§ Page text:
-- begin --

Tag Archives: Mangroves

Philippines' green enforcers check the mangroves

FOR IMMEDIATE RELEASE

Restoring mangrove swamps is a valuable way of protecting coasts against storm damage. But it needs more than good intentions, as experience in the Philippines shows.

CATANDUANES, 7 June – Congresswoman Susan Yap, chair of the Philippines’ House of Representatives Reforestation Committee, is visiting Catanduanes, “the land of the howling winds”.  The island is the most easterly in a country of over 7,000 islands, the landfall for storms sweeping in from the Pacific, and therefore highly vulnerable.

“The Philippines is one of the most disaster-prone countries in the world”, says Yap. “We have several typhoons every year, but in the last five years we’ve seen an increase of about 30%. We are having 25 to 28 typhoons a year. Even their strength is much more, with winds of over 300 km per hour.”

Widespread deforestation has not helped. Over the 20th century national forest cover fell from 70% to 20%. It is currently declining at 2% annually. Without it topsoil is lost and flash floods increase in intensity.

The government’s response is its biggest environmental project, the National Greening Program. But there are concerns over its effectiveness, and Yap intends to find out more. “As a legislator it is my duty to make sure that government projects are implemented well”, she says.

Our TVE crew followed the committee from the House of Representatives to the mangroves of Catanduanes, crucial to protection against the typhoons. Mangroves are important not only to fisheries but to coasts and can reduce the impact of wave height by half over 100 m.

Think first

But at one of the Greening Program’s sites newly planted propogules (long single stems which the mangrove drops in order to reproduce) have been infested by barnacles. Considerable manpower has been used to clean the stems repeatedly but, as the committee points out, it would have been better spent planting in areas free from barnacles to begin with.

“Visiting the people in these places I have learnt that there is lack of funding for these projects and their implementation remains a challenge, so getting on the ground keeps our government people on their toes and makes them realise that hey, we are serious about this work”, Yap says.

Taking us round the mangrove sites, Captain Ivanhoe Arcilla, a former fighter pilot turned local disaster risk reduction and prevention officer, sums up his frustration: “Out of the 1bn pesos [US$23m] allocated for mangrove reforestation after typhoon Yolanda (Haiyan), some should have been allocated for research about mangroves.”

The centrepiece of the committee’s visit to Catanduanes was the public consultation meeting, a novelty in a country where people are unused to being consulted. It was an eye-opener, helping local congressman and fellow committee member Cesar Sarmiento draft legislation for later in the year.

Public voice

“The public consultation was the first in Catanduanes and some citizens shared their experiences”, he told us. “This is the information that’s needed by the committee, to fine tune and come up with legislation that can be effectively implemented.”

“This is the best thing, I mean this public hearing about mangroves and reforestation and all that, it’s the best thing that’s happened here in Catanduanes”, said Capt. Arcilla.

-- end --

§ Dataset content:
-- begin --

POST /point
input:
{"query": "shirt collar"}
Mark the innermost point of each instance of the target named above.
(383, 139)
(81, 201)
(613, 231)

-- end --
-- begin --

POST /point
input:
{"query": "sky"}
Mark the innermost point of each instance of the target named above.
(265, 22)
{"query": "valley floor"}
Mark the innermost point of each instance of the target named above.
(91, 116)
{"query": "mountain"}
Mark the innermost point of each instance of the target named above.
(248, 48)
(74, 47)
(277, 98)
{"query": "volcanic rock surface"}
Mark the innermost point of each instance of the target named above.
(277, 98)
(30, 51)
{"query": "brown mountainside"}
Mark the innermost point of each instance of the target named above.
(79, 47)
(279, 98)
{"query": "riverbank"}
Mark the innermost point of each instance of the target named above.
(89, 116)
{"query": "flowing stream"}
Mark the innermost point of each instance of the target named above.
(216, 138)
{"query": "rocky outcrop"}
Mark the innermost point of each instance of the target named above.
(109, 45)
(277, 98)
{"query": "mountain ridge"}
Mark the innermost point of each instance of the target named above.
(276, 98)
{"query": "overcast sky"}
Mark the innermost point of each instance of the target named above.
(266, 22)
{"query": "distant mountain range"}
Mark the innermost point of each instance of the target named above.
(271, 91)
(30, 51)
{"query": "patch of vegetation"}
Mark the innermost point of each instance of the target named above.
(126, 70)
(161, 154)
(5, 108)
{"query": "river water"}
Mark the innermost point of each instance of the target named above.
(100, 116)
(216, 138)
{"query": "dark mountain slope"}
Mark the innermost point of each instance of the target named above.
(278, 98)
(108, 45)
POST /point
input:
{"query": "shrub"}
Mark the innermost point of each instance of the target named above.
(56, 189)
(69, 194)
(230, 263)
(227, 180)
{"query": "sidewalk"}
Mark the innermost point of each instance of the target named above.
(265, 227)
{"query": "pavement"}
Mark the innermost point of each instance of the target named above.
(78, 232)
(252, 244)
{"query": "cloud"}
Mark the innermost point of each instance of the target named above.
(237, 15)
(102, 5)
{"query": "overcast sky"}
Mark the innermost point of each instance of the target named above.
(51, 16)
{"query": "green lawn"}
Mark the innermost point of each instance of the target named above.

-- end --
-- begin --

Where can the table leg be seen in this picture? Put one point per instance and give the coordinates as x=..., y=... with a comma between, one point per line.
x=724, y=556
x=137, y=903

-- end --

§ Instructions for the task: Carry on the article about mangrove restoration in the Philippines from its last sentence. The data has no connection to the text about the Philippine mangroves.

§ The reply:
Legislators from 100 countries are meeting in Mexico for Globe International’s second World Summit of Legislators. Their immediate aim is to encourage countries to enact legislation to cut greenhouse gas emissions in the run-up to the comprehensive climate agreement which UN talks in Paris late in 2015 are intended to produce.

Yap says Catanduanes’ “bottom up” approach and the sharing of information chime with her membership of Globe: “I believe that Globe can assist a country like the Philippines in communicating within the international community to set up the framework for local legislators. Together we can find solutions and partnerships for having a low carbon green economy in the Philippines.”

And above all, when agreements are in place, oversight can ensure their effective operation: “Globe believes that legislators are accountable for the policies we’ve passed. Oversight and holding our executive and governments accountable for the work we’re doing is crucial.” – Climate News Network

TVE’s film, Green Law Makers, can be downloaded free until the end of July 2014. TVE asks you please, if you make public use of the film, to let them know: Nick.Rance@tve.org.uk

Vimeo

High quality broadcast

Ken Pugh is a British journalist and film-maker.

FOR IMMEDIATE RELEASE

Restoring mangrove swamps is a valuable way of protecting coasts against storm damage. But it needs more than good intentions, as experience in the Philippines shows.

CATANDUANES, 7 June – Congresswoman Susan Yap, chair of the Philippines’ House of Representatives Reforestation Committee, is visiting Catanduanes, “the land of the howling winds”.  The island is the most easterly in a country of over 7,000 islands, the landfall for storms sweeping in from the Pacific, and therefore highly vulnerable.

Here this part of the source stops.